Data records
+++

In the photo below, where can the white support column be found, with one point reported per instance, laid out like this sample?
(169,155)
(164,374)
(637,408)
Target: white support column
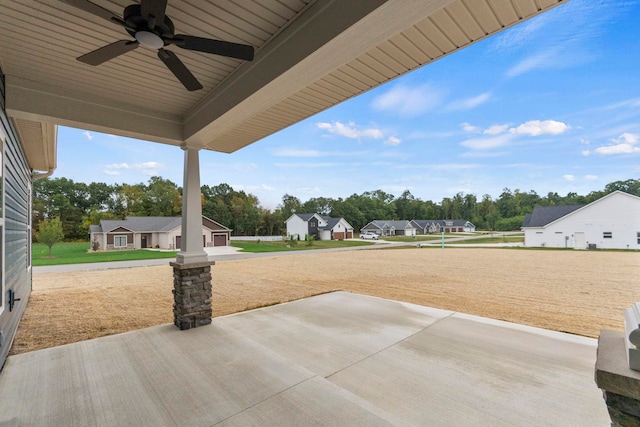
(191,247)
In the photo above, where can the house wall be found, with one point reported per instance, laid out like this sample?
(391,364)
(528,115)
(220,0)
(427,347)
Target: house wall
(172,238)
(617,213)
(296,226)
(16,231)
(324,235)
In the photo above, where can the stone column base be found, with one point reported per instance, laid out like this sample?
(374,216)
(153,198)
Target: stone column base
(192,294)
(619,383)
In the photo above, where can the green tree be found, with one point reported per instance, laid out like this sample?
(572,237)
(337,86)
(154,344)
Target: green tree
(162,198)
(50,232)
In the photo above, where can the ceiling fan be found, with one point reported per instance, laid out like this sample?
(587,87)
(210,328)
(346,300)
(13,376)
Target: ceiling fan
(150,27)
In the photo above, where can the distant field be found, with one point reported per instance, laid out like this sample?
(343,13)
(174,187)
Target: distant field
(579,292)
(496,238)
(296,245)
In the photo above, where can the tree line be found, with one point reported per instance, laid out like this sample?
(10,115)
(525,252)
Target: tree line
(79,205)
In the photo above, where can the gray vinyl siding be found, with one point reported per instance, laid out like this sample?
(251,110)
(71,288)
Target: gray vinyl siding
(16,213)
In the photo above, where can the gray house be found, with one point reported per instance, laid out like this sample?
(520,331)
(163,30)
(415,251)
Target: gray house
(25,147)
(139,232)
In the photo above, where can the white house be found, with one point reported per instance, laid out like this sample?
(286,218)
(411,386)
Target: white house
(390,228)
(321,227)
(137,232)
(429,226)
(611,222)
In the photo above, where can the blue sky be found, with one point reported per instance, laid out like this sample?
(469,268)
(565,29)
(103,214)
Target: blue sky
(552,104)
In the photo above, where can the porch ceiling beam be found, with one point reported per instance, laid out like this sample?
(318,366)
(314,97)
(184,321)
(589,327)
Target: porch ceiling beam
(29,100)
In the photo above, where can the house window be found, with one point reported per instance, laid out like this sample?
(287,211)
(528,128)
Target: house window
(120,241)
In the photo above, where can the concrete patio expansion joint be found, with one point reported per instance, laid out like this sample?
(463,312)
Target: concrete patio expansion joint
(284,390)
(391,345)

+++

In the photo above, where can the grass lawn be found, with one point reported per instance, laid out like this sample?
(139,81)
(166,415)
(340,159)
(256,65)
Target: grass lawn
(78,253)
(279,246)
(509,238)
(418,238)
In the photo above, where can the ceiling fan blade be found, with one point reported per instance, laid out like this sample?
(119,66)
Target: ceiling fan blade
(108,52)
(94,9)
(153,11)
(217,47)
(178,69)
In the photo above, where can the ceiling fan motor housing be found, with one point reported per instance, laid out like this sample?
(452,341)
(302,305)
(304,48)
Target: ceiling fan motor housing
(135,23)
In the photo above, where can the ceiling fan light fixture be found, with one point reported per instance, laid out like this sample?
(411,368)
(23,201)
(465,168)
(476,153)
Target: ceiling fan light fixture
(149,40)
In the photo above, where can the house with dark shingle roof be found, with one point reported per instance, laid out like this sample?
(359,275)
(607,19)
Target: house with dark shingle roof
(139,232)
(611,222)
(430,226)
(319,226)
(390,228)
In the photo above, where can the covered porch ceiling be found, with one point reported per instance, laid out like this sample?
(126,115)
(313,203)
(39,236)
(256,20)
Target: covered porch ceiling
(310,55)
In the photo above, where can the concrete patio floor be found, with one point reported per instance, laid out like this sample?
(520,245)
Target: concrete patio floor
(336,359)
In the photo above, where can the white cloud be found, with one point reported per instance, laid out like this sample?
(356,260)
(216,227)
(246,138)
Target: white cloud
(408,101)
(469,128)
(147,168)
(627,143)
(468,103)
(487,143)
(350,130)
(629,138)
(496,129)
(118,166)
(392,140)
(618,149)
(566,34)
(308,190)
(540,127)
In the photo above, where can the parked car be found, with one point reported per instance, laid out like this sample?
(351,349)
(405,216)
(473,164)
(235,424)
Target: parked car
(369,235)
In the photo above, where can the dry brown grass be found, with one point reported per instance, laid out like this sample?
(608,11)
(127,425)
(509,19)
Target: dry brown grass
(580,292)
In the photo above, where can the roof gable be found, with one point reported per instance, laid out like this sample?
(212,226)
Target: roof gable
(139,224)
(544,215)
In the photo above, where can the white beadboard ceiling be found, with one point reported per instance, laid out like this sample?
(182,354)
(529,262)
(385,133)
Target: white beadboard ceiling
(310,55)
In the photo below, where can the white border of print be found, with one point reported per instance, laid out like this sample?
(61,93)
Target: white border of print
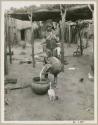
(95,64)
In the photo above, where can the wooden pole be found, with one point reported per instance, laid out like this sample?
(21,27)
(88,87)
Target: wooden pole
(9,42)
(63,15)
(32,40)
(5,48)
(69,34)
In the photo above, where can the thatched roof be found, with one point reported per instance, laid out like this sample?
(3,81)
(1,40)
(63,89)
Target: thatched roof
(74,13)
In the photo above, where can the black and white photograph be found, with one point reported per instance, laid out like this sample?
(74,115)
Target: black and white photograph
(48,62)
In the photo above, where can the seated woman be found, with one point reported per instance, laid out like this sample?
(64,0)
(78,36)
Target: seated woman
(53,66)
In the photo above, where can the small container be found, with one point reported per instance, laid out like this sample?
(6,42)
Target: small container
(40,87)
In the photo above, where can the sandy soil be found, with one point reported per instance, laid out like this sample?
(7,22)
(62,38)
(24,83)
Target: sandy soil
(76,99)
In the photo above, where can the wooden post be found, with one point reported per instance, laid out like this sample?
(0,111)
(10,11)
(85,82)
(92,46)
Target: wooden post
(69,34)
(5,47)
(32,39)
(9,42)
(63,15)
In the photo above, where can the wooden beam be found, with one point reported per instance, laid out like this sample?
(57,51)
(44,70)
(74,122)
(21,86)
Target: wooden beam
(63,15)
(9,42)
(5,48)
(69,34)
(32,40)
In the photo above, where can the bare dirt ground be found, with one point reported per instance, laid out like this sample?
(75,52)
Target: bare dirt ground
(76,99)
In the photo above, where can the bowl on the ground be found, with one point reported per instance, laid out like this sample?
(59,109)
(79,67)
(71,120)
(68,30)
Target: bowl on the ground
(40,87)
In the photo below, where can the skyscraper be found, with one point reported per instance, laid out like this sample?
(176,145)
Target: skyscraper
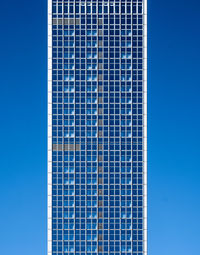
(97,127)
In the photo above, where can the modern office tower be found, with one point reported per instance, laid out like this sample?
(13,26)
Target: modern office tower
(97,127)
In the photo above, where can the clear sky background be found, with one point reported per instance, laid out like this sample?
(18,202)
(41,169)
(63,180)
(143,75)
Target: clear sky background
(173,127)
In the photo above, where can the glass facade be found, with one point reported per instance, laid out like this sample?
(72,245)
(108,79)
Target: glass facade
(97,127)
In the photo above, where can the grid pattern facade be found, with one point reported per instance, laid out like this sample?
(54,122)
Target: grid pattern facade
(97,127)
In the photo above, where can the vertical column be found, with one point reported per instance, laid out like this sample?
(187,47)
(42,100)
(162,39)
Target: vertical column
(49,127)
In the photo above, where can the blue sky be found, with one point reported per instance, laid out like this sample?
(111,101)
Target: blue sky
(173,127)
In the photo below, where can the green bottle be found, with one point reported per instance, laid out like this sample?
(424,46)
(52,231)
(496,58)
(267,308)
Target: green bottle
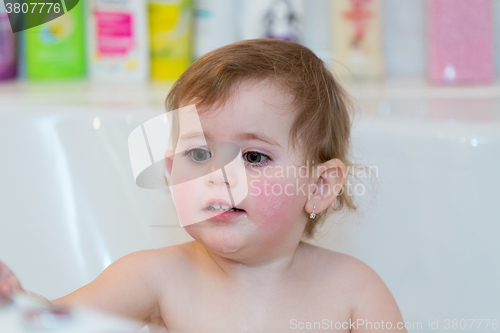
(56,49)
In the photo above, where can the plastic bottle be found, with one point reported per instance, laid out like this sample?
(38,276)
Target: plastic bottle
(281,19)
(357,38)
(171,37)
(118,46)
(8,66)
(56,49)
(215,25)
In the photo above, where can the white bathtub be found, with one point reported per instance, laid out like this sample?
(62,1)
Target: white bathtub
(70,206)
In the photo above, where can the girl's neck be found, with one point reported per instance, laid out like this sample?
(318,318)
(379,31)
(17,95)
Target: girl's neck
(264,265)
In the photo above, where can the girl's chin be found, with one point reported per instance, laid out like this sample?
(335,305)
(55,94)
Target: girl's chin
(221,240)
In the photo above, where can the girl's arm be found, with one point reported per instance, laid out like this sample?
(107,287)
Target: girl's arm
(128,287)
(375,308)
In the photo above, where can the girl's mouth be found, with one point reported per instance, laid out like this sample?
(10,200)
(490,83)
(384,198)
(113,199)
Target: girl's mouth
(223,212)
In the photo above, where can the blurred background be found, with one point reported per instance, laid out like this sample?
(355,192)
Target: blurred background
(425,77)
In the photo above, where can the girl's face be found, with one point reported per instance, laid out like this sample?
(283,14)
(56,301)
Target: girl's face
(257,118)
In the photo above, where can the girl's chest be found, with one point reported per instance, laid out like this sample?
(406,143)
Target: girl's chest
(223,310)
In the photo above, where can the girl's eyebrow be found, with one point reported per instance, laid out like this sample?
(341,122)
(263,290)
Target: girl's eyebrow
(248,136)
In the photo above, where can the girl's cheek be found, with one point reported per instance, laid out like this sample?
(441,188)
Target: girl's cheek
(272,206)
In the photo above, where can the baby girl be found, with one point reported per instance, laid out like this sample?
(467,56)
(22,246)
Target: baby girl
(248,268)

+++

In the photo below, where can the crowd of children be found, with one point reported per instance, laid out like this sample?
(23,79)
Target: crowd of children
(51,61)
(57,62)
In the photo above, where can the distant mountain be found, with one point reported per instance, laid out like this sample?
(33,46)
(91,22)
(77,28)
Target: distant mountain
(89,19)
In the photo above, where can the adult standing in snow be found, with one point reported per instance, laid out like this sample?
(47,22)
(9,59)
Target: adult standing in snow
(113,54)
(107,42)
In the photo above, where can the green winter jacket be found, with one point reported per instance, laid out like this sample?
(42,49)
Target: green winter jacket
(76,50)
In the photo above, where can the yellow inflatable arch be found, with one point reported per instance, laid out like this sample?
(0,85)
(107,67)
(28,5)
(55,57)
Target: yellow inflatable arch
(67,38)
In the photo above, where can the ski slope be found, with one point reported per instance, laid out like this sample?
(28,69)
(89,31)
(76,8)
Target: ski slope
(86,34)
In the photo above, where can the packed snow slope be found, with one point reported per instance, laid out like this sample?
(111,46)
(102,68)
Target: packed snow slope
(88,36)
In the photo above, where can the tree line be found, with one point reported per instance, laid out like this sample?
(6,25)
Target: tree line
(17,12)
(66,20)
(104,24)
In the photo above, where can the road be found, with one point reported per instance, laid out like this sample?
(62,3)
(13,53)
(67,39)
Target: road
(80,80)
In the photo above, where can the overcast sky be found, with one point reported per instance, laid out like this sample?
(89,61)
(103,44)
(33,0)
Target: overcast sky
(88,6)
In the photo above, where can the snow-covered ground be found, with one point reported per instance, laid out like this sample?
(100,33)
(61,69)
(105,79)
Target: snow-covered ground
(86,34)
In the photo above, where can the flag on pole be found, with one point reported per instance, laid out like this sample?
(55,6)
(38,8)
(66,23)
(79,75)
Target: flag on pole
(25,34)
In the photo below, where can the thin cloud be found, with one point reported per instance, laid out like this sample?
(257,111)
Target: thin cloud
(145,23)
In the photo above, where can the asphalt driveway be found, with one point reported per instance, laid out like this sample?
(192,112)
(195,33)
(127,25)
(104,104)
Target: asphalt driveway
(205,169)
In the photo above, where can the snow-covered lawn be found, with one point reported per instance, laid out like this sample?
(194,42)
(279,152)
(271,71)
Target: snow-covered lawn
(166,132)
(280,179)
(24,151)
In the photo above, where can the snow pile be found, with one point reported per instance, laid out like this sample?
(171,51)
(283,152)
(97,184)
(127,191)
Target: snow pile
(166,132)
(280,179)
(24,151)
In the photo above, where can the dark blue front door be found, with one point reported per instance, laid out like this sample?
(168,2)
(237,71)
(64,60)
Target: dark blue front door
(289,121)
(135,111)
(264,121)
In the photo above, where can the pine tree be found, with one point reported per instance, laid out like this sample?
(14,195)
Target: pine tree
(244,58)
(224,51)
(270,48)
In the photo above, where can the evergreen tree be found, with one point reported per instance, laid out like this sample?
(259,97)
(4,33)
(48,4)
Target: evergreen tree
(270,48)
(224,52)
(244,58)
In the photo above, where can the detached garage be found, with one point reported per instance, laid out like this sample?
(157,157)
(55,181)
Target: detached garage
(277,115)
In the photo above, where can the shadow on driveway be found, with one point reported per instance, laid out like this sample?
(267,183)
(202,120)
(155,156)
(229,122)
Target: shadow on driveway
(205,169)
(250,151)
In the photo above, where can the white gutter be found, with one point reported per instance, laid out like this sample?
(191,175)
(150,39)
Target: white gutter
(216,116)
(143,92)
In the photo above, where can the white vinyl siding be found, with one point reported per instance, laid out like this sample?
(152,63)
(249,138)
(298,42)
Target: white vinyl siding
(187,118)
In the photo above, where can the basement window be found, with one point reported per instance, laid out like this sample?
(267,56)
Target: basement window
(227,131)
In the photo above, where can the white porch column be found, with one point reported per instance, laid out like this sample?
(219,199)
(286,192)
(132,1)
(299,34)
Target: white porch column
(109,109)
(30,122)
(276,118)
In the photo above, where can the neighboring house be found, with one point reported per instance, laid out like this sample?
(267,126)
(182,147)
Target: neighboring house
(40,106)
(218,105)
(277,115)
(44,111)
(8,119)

+++

▸ **What to produce**
Across the records above, show each line containing the word "below".

▸ **Written response**
In the photo below, where can the white support column be found, with one point reported per instance, laid out like this sample?
In the photo below, where can the white border of print be found, with one point reported per instance, laid out like this sample?
In the photo below, where can the skyscraper be found, with one point reported per instance, laid out like this sample?
In the photo below, where can the green bottle be found, with one point reported per instance, laid out like this sample?
In the photo below, where can the crowd of children be found, with one point reported per instance, laid out like this sample?
In the photo below, where can the thin cloud be found, with one point reported per instance, laid out like this sample?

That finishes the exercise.